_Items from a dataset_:
※

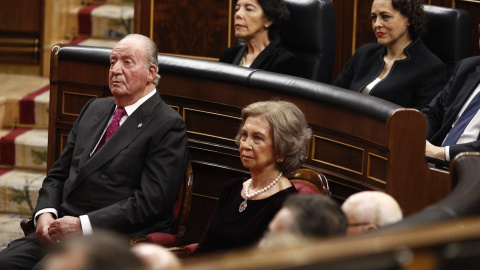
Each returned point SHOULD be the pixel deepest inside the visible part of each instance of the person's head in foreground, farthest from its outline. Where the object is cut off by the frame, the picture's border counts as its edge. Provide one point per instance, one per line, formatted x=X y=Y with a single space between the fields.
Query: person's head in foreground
x=156 y=257
x=369 y=210
x=133 y=69
x=307 y=216
x=101 y=251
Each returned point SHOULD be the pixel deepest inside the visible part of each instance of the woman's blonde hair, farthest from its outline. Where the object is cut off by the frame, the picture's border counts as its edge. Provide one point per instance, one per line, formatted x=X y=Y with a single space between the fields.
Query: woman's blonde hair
x=289 y=131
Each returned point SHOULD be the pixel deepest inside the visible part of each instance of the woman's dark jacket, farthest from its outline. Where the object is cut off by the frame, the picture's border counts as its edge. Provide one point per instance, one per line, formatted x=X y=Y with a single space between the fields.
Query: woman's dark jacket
x=412 y=82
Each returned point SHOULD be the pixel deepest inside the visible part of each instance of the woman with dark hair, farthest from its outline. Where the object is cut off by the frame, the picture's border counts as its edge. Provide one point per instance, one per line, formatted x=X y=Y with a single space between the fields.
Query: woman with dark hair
x=272 y=141
x=258 y=22
x=399 y=67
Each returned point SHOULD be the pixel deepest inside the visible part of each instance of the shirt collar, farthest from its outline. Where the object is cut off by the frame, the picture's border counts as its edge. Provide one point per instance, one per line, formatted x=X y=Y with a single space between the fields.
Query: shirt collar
x=131 y=108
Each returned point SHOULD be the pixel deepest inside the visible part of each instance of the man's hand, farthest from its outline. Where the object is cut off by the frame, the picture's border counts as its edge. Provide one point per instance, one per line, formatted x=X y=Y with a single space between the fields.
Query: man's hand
x=43 y=224
x=434 y=151
x=65 y=226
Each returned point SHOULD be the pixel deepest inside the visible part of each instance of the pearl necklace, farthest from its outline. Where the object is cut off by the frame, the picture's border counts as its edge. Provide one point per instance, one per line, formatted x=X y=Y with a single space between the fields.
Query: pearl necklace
x=243 y=205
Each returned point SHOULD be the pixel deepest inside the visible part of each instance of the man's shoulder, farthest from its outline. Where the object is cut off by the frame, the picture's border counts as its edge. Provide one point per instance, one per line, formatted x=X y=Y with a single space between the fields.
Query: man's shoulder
x=470 y=63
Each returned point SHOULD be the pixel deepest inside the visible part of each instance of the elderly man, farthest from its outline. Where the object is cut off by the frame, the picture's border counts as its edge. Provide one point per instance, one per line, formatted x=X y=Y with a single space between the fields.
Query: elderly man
x=93 y=252
x=307 y=216
x=369 y=210
x=453 y=118
x=124 y=180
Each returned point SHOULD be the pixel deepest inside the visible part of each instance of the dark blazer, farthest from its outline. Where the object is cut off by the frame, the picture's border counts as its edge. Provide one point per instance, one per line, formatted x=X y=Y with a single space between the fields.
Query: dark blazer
x=412 y=82
x=131 y=183
x=444 y=108
x=274 y=58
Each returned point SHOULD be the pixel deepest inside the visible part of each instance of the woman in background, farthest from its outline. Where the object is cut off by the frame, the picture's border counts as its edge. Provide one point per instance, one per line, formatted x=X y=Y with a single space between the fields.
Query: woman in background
x=399 y=67
x=258 y=24
x=272 y=141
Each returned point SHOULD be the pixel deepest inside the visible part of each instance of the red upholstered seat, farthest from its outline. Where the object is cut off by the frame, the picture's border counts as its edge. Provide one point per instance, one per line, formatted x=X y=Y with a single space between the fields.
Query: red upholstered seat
x=306 y=181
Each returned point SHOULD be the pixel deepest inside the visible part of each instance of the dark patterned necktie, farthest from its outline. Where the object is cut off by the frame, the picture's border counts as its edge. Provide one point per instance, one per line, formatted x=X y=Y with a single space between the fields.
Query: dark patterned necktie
x=463 y=121
x=112 y=127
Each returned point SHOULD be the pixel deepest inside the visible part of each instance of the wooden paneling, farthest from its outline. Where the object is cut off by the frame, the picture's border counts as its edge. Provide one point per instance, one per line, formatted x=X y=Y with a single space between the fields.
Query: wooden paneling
x=195 y=28
x=20 y=31
x=21 y=16
x=473 y=7
x=354 y=150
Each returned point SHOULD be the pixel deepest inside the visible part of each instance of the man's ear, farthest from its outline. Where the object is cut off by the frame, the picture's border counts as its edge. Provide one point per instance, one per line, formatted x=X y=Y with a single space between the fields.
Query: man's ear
x=371 y=227
x=152 y=72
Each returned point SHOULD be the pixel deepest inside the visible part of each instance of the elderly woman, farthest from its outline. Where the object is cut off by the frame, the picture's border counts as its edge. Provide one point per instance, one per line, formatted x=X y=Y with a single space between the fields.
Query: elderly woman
x=258 y=24
x=272 y=141
x=399 y=68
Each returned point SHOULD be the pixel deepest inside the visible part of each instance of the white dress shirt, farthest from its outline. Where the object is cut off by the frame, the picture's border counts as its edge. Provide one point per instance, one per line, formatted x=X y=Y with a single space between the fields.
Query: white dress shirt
x=84 y=219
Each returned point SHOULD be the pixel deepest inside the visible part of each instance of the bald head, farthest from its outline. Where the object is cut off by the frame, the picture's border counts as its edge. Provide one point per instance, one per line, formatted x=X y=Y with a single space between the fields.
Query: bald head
x=368 y=210
x=156 y=257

※

Write out every line, unchanged, from the one containing "Query: white dress shirt" through the closing line of the data.

_OUTPUT_:
Query: white dress shirt
x=84 y=219
Each returned point SHOULD be the pixel deepest inside the visible part of each instance of the bald head, farthest from its outline. Where the object is cut off by the frame, the picture's border counts as its edge. Provide one point per instance, one per line, formatted x=X y=Y with a single space between the fields.
Query: bald head
x=368 y=210
x=156 y=257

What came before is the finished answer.